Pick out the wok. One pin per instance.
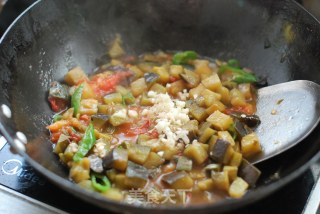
(277, 39)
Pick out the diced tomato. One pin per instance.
(57, 104)
(247, 109)
(86, 118)
(173, 79)
(132, 129)
(153, 134)
(105, 84)
(55, 137)
(73, 135)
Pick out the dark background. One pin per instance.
(10, 9)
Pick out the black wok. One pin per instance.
(277, 39)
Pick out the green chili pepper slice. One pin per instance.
(103, 185)
(75, 100)
(239, 75)
(234, 63)
(86, 143)
(128, 99)
(184, 57)
(57, 117)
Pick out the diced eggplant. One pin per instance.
(163, 74)
(145, 100)
(206, 134)
(112, 98)
(192, 127)
(95, 163)
(88, 106)
(177, 87)
(114, 194)
(225, 135)
(80, 170)
(175, 70)
(195, 92)
(119, 117)
(143, 138)
(138, 87)
(197, 112)
(250, 145)
(220, 121)
(138, 153)
(103, 60)
(169, 152)
(232, 172)
(117, 159)
(213, 167)
(192, 78)
(62, 144)
(116, 50)
(221, 180)
(241, 129)
(151, 77)
(99, 120)
(154, 173)
(153, 161)
(251, 121)
(58, 90)
(238, 188)
(220, 150)
(249, 172)
(184, 164)
(196, 152)
(203, 126)
(178, 180)
(212, 82)
(74, 76)
(136, 175)
(236, 159)
(206, 185)
(158, 88)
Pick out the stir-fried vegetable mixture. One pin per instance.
(169, 127)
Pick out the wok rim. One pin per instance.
(102, 202)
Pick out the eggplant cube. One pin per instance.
(250, 145)
(184, 164)
(136, 175)
(220, 180)
(238, 188)
(197, 153)
(117, 159)
(178, 180)
(139, 153)
(249, 173)
(220, 121)
(221, 152)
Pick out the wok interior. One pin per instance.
(275, 39)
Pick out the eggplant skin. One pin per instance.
(249, 173)
(137, 171)
(251, 121)
(219, 150)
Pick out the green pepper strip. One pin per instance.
(57, 117)
(234, 63)
(86, 143)
(239, 75)
(75, 100)
(128, 99)
(184, 57)
(103, 186)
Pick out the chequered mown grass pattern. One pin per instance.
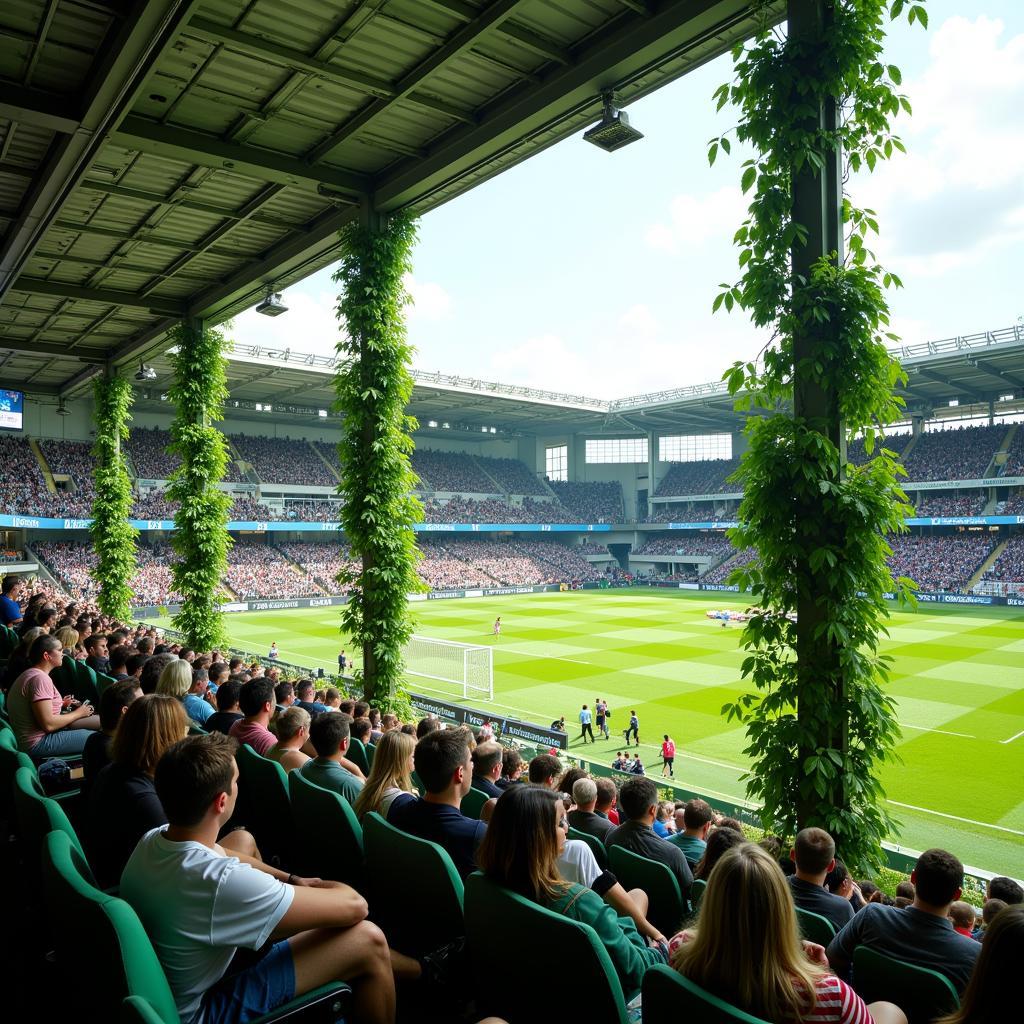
(958, 680)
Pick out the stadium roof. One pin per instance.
(162, 159)
(970, 371)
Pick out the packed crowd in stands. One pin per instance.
(939, 562)
(452, 471)
(258, 570)
(1009, 566)
(707, 477)
(686, 543)
(591, 502)
(946, 505)
(960, 454)
(281, 460)
(162, 780)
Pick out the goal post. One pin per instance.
(466, 667)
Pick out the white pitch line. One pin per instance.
(954, 817)
(944, 732)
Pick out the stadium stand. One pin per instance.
(942, 562)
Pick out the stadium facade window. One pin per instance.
(556, 462)
(605, 450)
(694, 448)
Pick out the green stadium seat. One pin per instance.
(473, 803)
(357, 755)
(922, 993)
(328, 835)
(102, 937)
(669, 997)
(264, 807)
(668, 909)
(399, 869)
(540, 939)
(814, 928)
(599, 850)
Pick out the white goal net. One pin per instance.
(466, 669)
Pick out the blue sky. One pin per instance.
(594, 272)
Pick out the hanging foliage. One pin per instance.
(818, 728)
(201, 540)
(113, 535)
(374, 386)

-*-*-

## [What the exercise asks]
Please return every line of the material above word for word, with the pictures left out.

## [Exercise answer]
Pick out the wok. One pin per instance.
(277, 39)
Pick out the diced tomato. One pin per instance.
(57, 104)
(247, 109)
(86, 118)
(173, 79)
(132, 129)
(153, 134)
(105, 84)
(55, 137)
(73, 135)
Pick out the dark background. One pin per instance.
(10, 9)
Pick out the black wok. One pin per instance.
(277, 39)
Pick out the green chili pepper slice. One pin per instance.
(103, 185)
(75, 100)
(239, 75)
(234, 63)
(86, 143)
(128, 99)
(184, 57)
(57, 117)
Pick out the diced eggplant. One pin per instance.
(163, 74)
(145, 100)
(206, 134)
(112, 98)
(192, 127)
(95, 163)
(88, 106)
(177, 87)
(114, 194)
(225, 135)
(80, 170)
(175, 70)
(195, 92)
(119, 117)
(143, 138)
(138, 87)
(197, 112)
(250, 145)
(220, 121)
(138, 153)
(103, 60)
(169, 152)
(232, 172)
(117, 159)
(213, 167)
(192, 78)
(62, 144)
(116, 50)
(221, 180)
(241, 129)
(151, 77)
(99, 120)
(154, 173)
(153, 161)
(251, 121)
(58, 90)
(238, 188)
(220, 150)
(249, 172)
(184, 164)
(196, 152)
(203, 126)
(178, 180)
(212, 82)
(74, 76)
(136, 175)
(236, 159)
(206, 185)
(158, 88)
Pick out the stir-fried vegetable mixture. One pin per instance.
(169, 127)
Pick out the wok rim. One pin per instance.
(102, 202)
Pick out the eggplant cube. One pin per instance.
(250, 145)
(184, 164)
(136, 175)
(220, 180)
(238, 188)
(197, 153)
(117, 159)
(178, 180)
(139, 153)
(249, 173)
(220, 121)
(221, 152)
Pick out the wok interior. One pin per instance.
(275, 39)
Pick out the eggplant skin. One pin per instance.
(249, 173)
(137, 171)
(251, 121)
(219, 150)
Pick out the green pepper strip. One pin per instance.
(57, 117)
(234, 63)
(86, 143)
(239, 75)
(75, 100)
(128, 99)
(184, 57)
(103, 186)
Pick out the chequered mown grass pattern. One pin per instance.
(958, 680)
Pick out the stadium roof. One pin per instance.
(162, 159)
(970, 371)
Pick out the packed crowd in stands. One pin per instance.
(939, 562)
(452, 471)
(258, 570)
(1009, 566)
(707, 477)
(686, 543)
(591, 502)
(946, 505)
(960, 454)
(281, 460)
(162, 780)
Pick out the goal post. One pin per instance.
(466, 667)
Pick out the white pitch line. One pin per instance.
(954, 817)
(944, 732)
Pick out the stadium stand. One pin per instance.
(942, 562)
Pick out the stadium facade window. One pin per instance.
(556, 462)
(605, 450)
(694, 448)
Pick out the green stadium seat. One pin per instance.
(473, 803)
(357, 755)
(922, 993)
(328, 835)
(102, 937)
(669, 997)
(264, 807)
(668, 909)
(399, 869)
(540, 939)
(814, 928)
(599, 850)
Pick out the white goal net. One pin per instance.
(466, 669)
Pick out the blue sky. One pin per instance.
(594, 272)
Pick out the hanging foliage. One pin per instance.
(818, 728)
(201, 540)
(113, 535)
(374, 386)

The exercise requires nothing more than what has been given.